(YOUR TASK)
Start to finish, repeat the records exactly.

___ MATERIAL PROVIDED

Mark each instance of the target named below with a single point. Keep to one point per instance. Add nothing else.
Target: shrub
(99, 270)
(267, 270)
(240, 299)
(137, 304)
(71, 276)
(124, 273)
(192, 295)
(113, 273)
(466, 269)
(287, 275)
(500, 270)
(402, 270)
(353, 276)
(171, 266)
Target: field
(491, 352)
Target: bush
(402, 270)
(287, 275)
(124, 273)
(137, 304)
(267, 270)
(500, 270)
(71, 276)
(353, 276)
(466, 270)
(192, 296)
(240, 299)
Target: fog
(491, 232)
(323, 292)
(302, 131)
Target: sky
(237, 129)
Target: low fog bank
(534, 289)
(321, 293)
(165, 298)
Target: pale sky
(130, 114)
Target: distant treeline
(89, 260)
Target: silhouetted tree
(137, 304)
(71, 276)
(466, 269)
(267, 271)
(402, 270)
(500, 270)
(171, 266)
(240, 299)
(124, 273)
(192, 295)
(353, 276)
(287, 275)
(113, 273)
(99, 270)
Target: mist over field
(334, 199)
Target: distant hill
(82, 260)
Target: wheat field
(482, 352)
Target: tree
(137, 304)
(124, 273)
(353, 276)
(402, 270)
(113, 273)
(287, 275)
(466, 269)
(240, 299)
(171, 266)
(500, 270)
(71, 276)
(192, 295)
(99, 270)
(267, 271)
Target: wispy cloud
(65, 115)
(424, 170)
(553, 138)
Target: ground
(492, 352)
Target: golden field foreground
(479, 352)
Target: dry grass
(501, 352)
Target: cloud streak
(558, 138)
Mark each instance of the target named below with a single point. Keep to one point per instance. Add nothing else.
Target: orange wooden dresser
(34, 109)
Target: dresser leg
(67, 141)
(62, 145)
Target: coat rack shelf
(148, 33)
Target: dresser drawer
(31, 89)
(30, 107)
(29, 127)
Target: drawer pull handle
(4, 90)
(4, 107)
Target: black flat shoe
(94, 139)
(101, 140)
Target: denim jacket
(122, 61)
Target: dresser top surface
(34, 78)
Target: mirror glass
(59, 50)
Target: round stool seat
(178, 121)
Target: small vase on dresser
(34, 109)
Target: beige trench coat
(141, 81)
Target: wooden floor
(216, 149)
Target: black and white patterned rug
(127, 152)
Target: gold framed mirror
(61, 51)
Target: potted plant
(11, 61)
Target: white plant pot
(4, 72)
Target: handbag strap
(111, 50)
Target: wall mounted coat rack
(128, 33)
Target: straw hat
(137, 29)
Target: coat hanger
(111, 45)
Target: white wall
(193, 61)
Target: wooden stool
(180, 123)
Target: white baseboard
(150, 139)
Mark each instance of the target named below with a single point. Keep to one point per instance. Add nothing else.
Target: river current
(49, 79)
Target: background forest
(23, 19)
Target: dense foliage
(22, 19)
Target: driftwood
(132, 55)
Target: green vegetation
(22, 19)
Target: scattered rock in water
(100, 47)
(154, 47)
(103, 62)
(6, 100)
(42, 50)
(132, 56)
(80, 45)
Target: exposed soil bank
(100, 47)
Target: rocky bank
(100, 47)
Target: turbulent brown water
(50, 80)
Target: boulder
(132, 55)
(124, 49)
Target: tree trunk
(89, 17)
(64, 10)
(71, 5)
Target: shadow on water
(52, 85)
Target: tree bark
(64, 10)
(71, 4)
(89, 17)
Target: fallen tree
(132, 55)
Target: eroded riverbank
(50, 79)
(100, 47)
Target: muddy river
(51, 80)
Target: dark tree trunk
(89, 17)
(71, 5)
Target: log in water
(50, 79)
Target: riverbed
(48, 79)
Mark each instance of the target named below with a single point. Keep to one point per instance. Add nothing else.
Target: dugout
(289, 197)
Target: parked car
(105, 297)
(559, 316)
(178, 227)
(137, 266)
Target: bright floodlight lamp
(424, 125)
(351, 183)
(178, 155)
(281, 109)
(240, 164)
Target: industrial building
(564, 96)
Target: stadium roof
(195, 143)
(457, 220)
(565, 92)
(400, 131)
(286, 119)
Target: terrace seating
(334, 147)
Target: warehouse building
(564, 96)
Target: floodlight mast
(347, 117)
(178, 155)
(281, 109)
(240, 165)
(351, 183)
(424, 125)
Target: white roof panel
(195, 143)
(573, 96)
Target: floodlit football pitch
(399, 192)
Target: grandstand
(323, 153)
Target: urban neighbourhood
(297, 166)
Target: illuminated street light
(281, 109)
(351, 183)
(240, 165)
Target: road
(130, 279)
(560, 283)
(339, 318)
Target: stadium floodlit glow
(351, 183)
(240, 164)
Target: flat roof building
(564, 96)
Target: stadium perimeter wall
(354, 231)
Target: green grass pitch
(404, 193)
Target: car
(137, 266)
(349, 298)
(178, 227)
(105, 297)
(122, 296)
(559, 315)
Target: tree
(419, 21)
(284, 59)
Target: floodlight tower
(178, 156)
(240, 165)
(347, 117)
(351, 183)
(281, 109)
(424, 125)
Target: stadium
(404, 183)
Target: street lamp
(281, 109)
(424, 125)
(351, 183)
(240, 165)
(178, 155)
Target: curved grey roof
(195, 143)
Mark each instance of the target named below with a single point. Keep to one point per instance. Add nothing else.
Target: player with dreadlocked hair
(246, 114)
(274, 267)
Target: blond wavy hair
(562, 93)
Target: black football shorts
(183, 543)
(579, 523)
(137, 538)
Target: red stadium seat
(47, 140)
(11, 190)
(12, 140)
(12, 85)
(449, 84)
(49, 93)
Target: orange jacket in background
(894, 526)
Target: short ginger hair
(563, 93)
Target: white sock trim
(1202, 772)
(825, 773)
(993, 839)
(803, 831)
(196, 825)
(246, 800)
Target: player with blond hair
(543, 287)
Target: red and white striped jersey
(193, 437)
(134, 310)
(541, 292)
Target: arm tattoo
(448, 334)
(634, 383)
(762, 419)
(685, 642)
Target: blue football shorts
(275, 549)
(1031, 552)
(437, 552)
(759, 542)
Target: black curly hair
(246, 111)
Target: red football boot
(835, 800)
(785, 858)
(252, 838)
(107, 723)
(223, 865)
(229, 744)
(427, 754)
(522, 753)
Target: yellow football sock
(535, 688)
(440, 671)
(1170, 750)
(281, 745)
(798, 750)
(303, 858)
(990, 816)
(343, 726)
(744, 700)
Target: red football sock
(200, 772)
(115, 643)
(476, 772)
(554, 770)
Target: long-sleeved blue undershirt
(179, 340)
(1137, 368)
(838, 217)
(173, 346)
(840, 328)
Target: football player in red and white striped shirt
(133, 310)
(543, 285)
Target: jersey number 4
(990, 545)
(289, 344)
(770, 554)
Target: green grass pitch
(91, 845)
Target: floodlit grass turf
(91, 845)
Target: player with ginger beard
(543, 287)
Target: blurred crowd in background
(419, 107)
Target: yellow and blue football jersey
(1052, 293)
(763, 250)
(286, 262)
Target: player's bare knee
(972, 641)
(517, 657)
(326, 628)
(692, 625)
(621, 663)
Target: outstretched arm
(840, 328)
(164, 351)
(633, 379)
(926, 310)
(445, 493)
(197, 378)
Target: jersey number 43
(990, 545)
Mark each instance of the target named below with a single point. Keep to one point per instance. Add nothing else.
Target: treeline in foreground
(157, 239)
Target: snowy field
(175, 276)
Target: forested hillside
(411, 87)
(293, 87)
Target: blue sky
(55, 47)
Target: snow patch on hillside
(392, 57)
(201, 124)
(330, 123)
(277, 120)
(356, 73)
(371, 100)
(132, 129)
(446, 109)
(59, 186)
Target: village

______

(WRITTEN SOLUTION)
Mark each instance of the target named below with a single point. Keep to one point per instance. Add nothing else.
Target: shrub
(99, 270)
(267, 270)
(240, 299)
(137, 304)
(71, 276)
(124, 273)
(192, 295)
(113, 273)
(466, 269)
(287, 275)
(500, 270)
(402, 270)
(353, 276)
(171, 266)
Target: field
(491, 352)
Target: bush
(402, 270)
(287, 275)
(124, 273)
(137, 304)
(267, 270)
(500, 270)
(71, 276)
(353, 276)
(466, 270)
(192, 296)
(240, 299)
Target: fog
(491, 232)
(323, 292)
(302, 131)
Target: sky
(237, 129)
Target: low fog bank
(534, 289)
(321, 293)
(165, 298)
Target: pale sky
(130, 114)
Target: distant treeline
(89, 260)
Target: silhouetted tree
(137, 304)
(71, 276)
(466, 269)
(267, 271)
(402, 270)
(500, 270)
(171, 266)
(240, 299)
(124, 273)
(192, 295)
(353, 276)
(287, 275)
(113, 273)
(99, 270)
Target: mist over field
(334, 199)
Target: distant hill
(82, 260)
Target: wheat field
(482, 352)
Target: tree
(137, 304)
(124, 273)
(353, 276)
(402, 270)
(113, 273)
(287, 275)
(466, 269)
(240, 299)
(171, 266)
(500, 270)
(71, 276)
(192, 295)
(99, 270)
(267, 271)
Target: wispy cloud
(65, 115)
(424, 170)
(553, 138)
Target: ground
(492, 352)
Target: golden field foreground
(479, 352)
Target: dry grass
(501, 352)
Target: cloud streak
(558, 138)
Mark each instance of the target named below with a single point. Keep to one point per instance. Add nothing else.
Target: orange wooden dresser
(34, 109)
Target: dresser leg
(67, 141)
(62, 145)
Target: coat rack shelf
(148, 33)
Target: dresser drawer
(31, 89)
(30, 107)
(29, 127)
Target: drawer pull handle
(4, 90)
(4, 107)
Target: black flat shoe
(94, 139)
(101, 140)
Target: denim jacket
(122, 61)
Target: dresser top surface
(34, 78)
Target: mirror glass
(59, 50)
Target: round stool seat
(178, 121)
Target: small vase on dresser
(34, 109)
Target: beige trench coat
(141, 81)
Target: wooden floor
(216, 149)
Target: black and white patterned rug
(127, 152)
Target: gold framed mirror
(61, 51)
Target: potted plant
(11, 61)
Target: white plant pot
(4, 72)
Target: handbag strap
(111, 50)
Target: wall mounted coat rack
(128, 33)
Target: straw hat
(137, 29)
Target: coat hanger
(111, 45)
Target: white wall
(193, 61)
Target: wooden stool
(180, 123)
Target: white baseboard
(150, 139)
Mark each instance of the target named below with a single point. Keep to one point per instance. Add nothing else.
Target: river current
(49, 79)
Target: background forest
(23, 19)
Target: dense foliage
(22, 19)
Target: driftwood
(132, 55)
Target: green vegetation
(22, 19)
Target: scattered rock in water
(100, 47)
(154, 47)
(103, 62)
(6, 100)
(42, 50)
(132, 56)
(80, 45)
Target: exposed soil bank
(100, 47)
Target: rocky bank
(100, 47)
Target: turbulent brown water
(50, 80)
Target: boulder
(132, 55)
(124, 49)
Target: tree trunk
(89, 17)
(64, 10)
(71, 5)
Target: shadow on water
(52, 85)
Target: tree bark
(64, 10)
(71, 4)
(89, 17)
Target: fallen tree
(132, 55)
Target: eroded riverbank
(50, 79)
(100, 47)
Target: muddy river
(51, 80)
Target: dark tree trunk
(89, 17)
(71, 5)
Target: log in water
(50, 79)
Target: riverbed
(48, 79)
Mark each instance of the target named below with a single point. Keep to one point per instance. Add nothing else.
Target: dugout
(289, 197)
Target: parked car
(105, 297)
(559, 316)
(178, 227)
(137, 266)
Target: bright floodlight lamp
(424, 125)
(351, 183)
(178, 155)
(281, 109)
(240, 164)
Target: industrial building
(564, 96)
Target: stadium roof
(195, 143)
(457, 220)
(565, 92)
(400, 131)
(286, 119)
Target: terrace seating
(334, 147)
Target: warehouse building
(564, 96)
Target: floodlight mast
(347, 117)
(178, 155)
(281, 109)
(240, 165)
(351, 183)
(424, 125)
Target: white roof panel
(195, 143)
(573, 96)
Target: floodlit football pitch
(399, 192)
Target: grandstand
(323, 153)
Target: urban neighbourhood
(297, 166)
Target: illuminated street light
(281, 109)
(351, 183)
(240, 165)
Target: road
(130, 279)
(560, 283)
(339, 318)
Target: stadium floodlit glow
(351, 183)
(240, 164)
Target: flat roof building
(564, 96)
Target: stadium perimeter wall
(354, 231)
Target: green grass pitch
(404, 193)
Target: car
(137, 266)
(349, 298)
(178, 227)
(105, 297)
(122, 296)
(559, 315)
Target: tree
(419, 21)
(284, 59)
Target: floodlight tower
(178, 156)
(240, 165)
(347, 117)
(351, 183)
(281, 109)
(424, 125)
Target: stadium
(404, 183)
Target: street lamp
(281, 109)
(424, 125)
(351, 183)
(240, 165)
(178, 155)
Target: curved grey roof
(195, 143)
Mark each instance of the target named below with a single point. Keep to one point per instance. Add nothing else.
Target: player with dreadlocked hair
(246, 114)
(274, 267)
Target: blond wavy hair
(562, 93)
Target: black football shorts
(183, 543)
(579, 523)
(137, 538)
Target: red stadium seat
(47, 140)
(11, 190)
(12, 140)
(12, 85)
(449, 84)
(49, 93)
Target: orange jacket in background
(894, 526)
Target: short ginger hair
(563, 93)
Target: white sock trim
(1202, 772)
(825, 773)
(993, 839)
(803, 831)
(196, 825)
(246, 800)
Target: player with blond hair
(543, 287)
Target: red and white striped jersey
(193, 437)
(134, 310)
(541, 292)
Target: arm tattoo
(448, 334)
(634, 383)
(762, 419)
(685, 642)
Target: blue football shorts
(275, 549)
(1031, 552)
(437, 552)
(759, 542)
Target: black curly hair
(246, 111)
Target: red football boot
(835, 800)
(785, 858)
(252, 838)
(107, 723)
(223, 865)
(229, 744)
(427, 754)
(522, 753)
Target: yellow football sock
(535, 688)
(440, 671)
(1170, 750)
(281, 745)
(798, 750)
(303, 858)
(990, 816)
(343, 726)
(744, 700)
Target: red football sock
(200, 772)
(115, 643)
(476, 772)
(554, 770)
Target: long-sleeved blue undershirt
(179, 340)
(1137, 368)
(838, 217)
(173, 346)
(840, 328)
Target: football player in red and white striped shirt
(133, 310)
(543, 285)
Target: jersey number 4
(990, 545)
(289, 344)
(770, 554)
Target: green grass pitch
(91, 845)
Target: floodlit grass turf
(91, 845)
Target: player with ginger beard
(543, 287)
Target: blurred crowd in background
(419, 107)
Target: yellow and blue football jersey
(1052, 293)
(763, 250)
(286, 262)
Target: player's bare knee
(972, 641)
(517, 657)
(326, 628)
(692, 625)
(621, 663)
Target: outstretched arm
(840, 328)
(164, 351)
(633, 379)
(926, 310)
(445, 493)
(197, 378)
Target: jersey number 43
(990, 545)
Mark each instance of the target named below with a single point. Keep to one point per instance. Add nothing else.
Target: treeline in foreground
(157, 239)
Target: snowy field
(175, 276)
Target: forested hillside
(411, 87)
(293, 87)
Target: blue sky
(55, 47)
Target: snow patch on hillside
(392, 57)
(201, 124)
(330, 123)
(277, 120)
(356, 73)
(371, 100)
(132, 129)
(446, 109)
(59, 186)
Target: village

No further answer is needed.